____ INPUT FOR THIS TASK

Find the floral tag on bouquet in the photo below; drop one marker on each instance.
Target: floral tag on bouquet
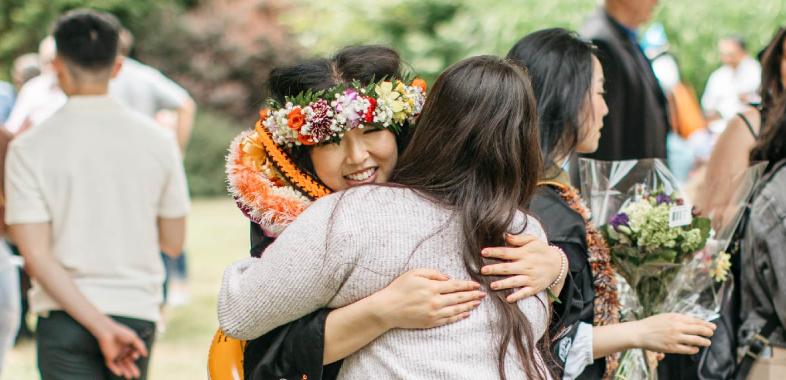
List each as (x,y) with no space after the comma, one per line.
(680,216)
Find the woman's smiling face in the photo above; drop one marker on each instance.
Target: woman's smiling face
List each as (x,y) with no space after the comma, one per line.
(364,155)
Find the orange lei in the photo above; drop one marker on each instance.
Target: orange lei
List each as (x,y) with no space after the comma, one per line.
(606,307)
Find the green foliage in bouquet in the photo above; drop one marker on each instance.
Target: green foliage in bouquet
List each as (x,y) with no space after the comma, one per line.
(650,238)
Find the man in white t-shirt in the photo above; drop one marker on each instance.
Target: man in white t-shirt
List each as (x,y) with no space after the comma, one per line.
(731,87)
(93,194)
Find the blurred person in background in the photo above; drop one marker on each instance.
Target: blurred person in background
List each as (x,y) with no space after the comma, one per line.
(733,86)
(97,279)
(25,67)
(39,97)
(10,304)
(730,156)
(637,122)
(147,90)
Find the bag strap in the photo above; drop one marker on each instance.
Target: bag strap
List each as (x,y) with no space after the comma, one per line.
(755,346)
(749,125)
(759,341)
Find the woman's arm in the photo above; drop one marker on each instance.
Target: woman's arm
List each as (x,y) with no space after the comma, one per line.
(666,333)
(418,299)
(728,161)
(425,298)
(532,265)
(297,275)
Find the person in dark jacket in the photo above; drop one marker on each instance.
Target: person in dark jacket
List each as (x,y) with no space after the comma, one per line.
(587,335)
(764,250)
(421,298)
(637,122)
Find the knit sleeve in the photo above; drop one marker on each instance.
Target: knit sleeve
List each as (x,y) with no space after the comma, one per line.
(296,275)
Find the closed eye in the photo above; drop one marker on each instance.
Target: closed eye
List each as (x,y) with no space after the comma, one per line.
(372,130)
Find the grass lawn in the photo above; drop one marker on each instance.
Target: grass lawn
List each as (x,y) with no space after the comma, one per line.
(217,236)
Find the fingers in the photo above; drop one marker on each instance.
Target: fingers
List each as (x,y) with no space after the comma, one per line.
(502,269)
(449,320)
(116,369)
(455,310)
(521,294)
(693,340)
(130,370)
(139,346)
(699,330)
(460,297)
(519,240)
(519,281)
(503,253)
(430,274)
(684,350)
(453,286)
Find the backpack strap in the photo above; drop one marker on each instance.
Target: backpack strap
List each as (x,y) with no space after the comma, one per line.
(755,346)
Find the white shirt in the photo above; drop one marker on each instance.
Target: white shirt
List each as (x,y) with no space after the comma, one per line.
(137,85)
(101,174)
(726,85)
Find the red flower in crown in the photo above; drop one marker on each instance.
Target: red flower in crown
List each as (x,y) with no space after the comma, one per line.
(296,118)
(372,106)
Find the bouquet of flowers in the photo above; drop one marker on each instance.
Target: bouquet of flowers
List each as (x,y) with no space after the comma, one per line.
(666,257)
(650,238)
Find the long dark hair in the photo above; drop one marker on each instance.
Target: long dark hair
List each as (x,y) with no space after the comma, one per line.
(363,63)
(771,145)
(771,82)
(560,65)
(476,151)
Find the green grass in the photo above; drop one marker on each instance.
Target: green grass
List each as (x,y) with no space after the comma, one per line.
(217,236)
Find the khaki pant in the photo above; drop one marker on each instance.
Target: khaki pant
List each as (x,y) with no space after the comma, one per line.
(771,368)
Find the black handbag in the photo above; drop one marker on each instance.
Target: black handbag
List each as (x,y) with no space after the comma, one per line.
(720,361)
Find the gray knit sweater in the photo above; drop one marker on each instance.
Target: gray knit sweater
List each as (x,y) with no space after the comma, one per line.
(349,245)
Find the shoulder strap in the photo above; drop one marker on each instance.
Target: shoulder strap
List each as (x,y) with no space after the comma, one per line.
(759,341)
(756,345)
(555,184)
(748,124)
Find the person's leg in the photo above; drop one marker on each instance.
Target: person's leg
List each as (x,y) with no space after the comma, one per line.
(66,350)
(181,269)
(9,310)
(146,330)
(167,274)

________

▶ **DIRECTIONS FOR THIS TASK**
Only the lines above from the one with "Find the grass" up to and including the one with "Target: fingers" should be repeated, exactly as written.

▶ **ANSWER TO THIS PROBLEM**
Find the grass lawn in the photo above; drop one marker on each instance.
Target: grass lawn
List each as (x,y) with no space after the comma, one per line.
(217,236)
Find the fingers in the photo above; drop one marker on each instance.
Target: fingers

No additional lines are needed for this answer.